Items contained in a dataset
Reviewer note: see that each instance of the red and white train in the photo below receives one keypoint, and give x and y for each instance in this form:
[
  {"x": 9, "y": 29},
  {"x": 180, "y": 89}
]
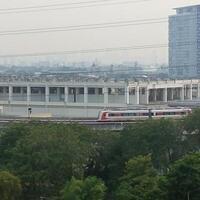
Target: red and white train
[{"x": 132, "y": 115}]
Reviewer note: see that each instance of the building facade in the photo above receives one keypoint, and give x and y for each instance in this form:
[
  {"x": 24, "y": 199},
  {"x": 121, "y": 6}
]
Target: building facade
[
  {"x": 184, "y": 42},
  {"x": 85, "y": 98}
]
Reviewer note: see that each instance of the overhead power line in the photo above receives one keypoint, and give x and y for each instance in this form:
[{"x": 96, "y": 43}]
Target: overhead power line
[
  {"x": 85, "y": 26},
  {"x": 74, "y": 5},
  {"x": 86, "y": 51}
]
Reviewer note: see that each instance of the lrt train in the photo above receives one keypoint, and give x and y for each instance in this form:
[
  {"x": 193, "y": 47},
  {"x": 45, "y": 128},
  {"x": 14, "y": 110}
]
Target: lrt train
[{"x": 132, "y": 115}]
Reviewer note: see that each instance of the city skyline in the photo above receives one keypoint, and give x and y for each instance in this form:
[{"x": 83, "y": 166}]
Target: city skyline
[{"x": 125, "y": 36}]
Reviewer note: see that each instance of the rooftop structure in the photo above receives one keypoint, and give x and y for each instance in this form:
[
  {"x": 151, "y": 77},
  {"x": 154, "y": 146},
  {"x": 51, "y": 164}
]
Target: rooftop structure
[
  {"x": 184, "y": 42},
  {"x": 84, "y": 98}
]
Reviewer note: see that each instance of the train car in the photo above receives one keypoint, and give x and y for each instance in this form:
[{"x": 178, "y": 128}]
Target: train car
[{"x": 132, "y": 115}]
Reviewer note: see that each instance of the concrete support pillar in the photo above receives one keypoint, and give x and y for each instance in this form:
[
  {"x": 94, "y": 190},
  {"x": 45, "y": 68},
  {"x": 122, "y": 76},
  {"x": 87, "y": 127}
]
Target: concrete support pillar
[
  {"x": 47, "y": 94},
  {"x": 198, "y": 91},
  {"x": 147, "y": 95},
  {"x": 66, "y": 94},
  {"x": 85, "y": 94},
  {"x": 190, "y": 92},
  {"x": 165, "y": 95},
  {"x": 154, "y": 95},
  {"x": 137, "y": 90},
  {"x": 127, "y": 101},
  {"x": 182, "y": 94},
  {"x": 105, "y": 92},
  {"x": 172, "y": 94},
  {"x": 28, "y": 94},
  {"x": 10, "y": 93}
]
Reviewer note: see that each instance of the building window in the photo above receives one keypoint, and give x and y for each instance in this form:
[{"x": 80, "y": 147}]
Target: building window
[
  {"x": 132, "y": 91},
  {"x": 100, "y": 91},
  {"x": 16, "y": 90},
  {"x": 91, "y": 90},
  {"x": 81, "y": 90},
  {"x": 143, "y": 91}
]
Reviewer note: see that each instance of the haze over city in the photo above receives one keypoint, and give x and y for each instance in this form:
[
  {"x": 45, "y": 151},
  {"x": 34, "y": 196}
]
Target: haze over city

_Written exercise_:
Return all of the items above verbatim, but omit the picture.

_Solution to the problem_:
Reviewer note: see that each instance of the red and white train in the photo below receives one keypoint, and give x and y for each instance in this form:
[
  {"x": 9, "y": 29},
  {"x": 180, "y": 89}
]
Target: red and white train
[{"x": 132, "y": 115}]
Reviewer note: see that each instance of the building facade in the photo above receives one keypoint, and give x and y for each instance in this form:
[
  {"x": 24, "y": 199},
  {"x": 121, "y": 6}
]
Target: building facade
[
  {"x": 184, "y": 42},
  {"x": 85, "y": 98}
]
Reviewer note: see that each instance of the overhead power line in the photo above receives one keypoint, and give x and y for each instance in this form:
[{"x": 96, "y": 43}]
Target: overhead power line
[
  {"x": 85, "y": 26},
  {"x": 74, "y": 5},
  {"x": 86, "y": 51}
]
Reviewer note: see that each instance of the lrt train in the photo above receives one keypoint, and give x and y for each instance in this form:
[
  {"x": 193, "y": 47},
  {"x": 45, "y": 128},
  {"x": 14, "y": 110}
]
Target: lrt train
[{"x": 132, "y": 115}]
Reviewer note: see that each instance of the city skyline in the photo above receives one keypoint, and give x and y for each instance in this form:
[{"x": 83, "y": 166}]
Target: city skyline
[{"x": 125, "y": 36}]
Reviewer note: see that each instance of the rooftop structure in the photo above receives one keypoint, and give x and y for each instance in this form:
[
  {"x": 151, "y": 77},
  {"x": 154, "y": 146},
  {"x": 51, "y": 164}
]
Target: rooftop structure
[
  {"x": 184, "y": 42},
  {"x": 84, "y": 98}
]
Reviewer note: see that each instance of the train car in the photo above receives one keypoint, and give x and y for each instance in this form:
[{"x": 178, "y": 128}]
Target: train car
[{"x": 132, "y": 115}]
Reviewer note: see that each instance of the concrete support pillar in the photo above receives one keypoint, and give x and y for each instance in this form:
[
  {"x": 94, "y": 190},
  {"x": 45, "y": 68},
  {"x": 122, "y": 76},
  {"x": 87, "y": 127}
]
Target: concrete support pillar
[
  {"x": 47, "y": 94},
  {"x": 198, "y": 91},
  {"x": 147, "y": 95},
  {"x": 66, "y": 94},
  {"x": 85, "y": 94},
  {"x": 190, "y": 92},
  {"x": 165, "y": 95},
  {"x": 154, "y": 95},
  {"x": 137, "y": 90},
  {"x": 127, "y": 101},
  {"x": 182, "y": 94},
  {"x": 105, "y": 92},
  {"x": 172, "y": 94},
  {"x": 28, "y": 94},
  {"x": 10, "y": 93}
]
Reviewer note: see that each instance of the building window in the photo above receives one keypoint, and give x and y for each instance in this form:
[{"x": 80, "y": 147}]
Target: building window
[
  {"x": 132, "y": 91},
  {"x": 100, "y": 91},
  {"x": 16, "y": 90},
  {"x": 91, "y": 90},
  {"x": 81, "y": 90},
  {"x": 143, "y": 91}
]
Reviewer note: see that each instance of the haze over city in the photo above receives one keypoint, and give x and y for each instance in this form:
[
  {"x": 45, "y": 151},
  {"x": 34, "y": 196}
]
Target: haze over city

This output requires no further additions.